- **DIRECTIONS**
Restate word for word the entries below, starting with the line with "column 279, row 267" and continuing through the line with "column 279, row 216". Include both of those lines and no others.

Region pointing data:
+-------+
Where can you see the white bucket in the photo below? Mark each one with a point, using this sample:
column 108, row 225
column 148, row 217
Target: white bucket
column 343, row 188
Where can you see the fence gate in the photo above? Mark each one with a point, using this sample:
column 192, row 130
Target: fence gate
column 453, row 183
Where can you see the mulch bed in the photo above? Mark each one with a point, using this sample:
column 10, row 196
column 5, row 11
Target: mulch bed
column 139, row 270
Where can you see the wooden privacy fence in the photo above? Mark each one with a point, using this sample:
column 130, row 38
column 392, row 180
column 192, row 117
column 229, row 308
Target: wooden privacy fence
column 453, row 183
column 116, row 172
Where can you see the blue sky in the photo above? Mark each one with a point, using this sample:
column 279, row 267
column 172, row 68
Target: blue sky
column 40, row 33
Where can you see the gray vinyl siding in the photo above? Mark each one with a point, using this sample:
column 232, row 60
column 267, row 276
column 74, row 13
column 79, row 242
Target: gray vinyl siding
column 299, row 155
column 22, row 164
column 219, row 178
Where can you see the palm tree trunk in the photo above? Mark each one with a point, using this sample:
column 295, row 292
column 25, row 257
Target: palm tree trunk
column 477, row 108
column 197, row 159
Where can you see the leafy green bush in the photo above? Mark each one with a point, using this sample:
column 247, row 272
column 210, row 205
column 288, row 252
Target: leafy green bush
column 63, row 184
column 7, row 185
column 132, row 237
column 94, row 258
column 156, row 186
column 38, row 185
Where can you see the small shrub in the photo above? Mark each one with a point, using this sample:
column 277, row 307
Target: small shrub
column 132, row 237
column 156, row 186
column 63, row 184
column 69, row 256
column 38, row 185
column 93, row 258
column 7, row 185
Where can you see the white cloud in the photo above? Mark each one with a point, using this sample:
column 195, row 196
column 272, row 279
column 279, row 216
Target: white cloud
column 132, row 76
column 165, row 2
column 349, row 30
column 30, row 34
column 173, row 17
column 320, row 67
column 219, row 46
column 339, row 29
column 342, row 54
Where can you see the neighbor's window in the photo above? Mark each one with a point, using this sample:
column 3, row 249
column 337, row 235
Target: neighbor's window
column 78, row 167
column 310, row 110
+-------+
- **RESULT OF THE EXERCISE**
column 279, row 267
column 172, row 68
Target: blue sky
column 40, row 33
Where can you see the gray vinyl siding in the photo above? Mark each one with a point, using this sample:
column 232, row 60
column 267, row 276
column 74, row 13
column 79, row 242
Target: gray vinyl siding
column 299, row 155
column 22, row 164
column 219, row 178
Where can you see the palm tree trunk in the photo above? Mark each one with a point, using this sample:
column 295, row 292
column 25, row 257
Target: palm tree trunk
column 477, row 108
column 197, row 159
Where can you see the leafy green bush in the photo above? Mark each one with a point, using this sample:
column 247, row 272
column 210, row 205
column 288, row 252
Target: leafy green bush
column 63, row 184
column 7, row 185
column 132, row 237
column 94, row 258
column 156, row 186
column 38, row 185
Where can you see the small shrub in the photo above? Mark each one with a point, using this sample:
column 277, row 307
Target: small shrub
column 132, row 237
column 156, row 186
column 63, row 184
column 69, row 256
column 38, row 185
column 93, row 258
column 7, row 185
Where can you see the white cloud in the photo above? Mark each one with a point, using this sample:
column 195, row 196
column 272, row 279
column 279, row 216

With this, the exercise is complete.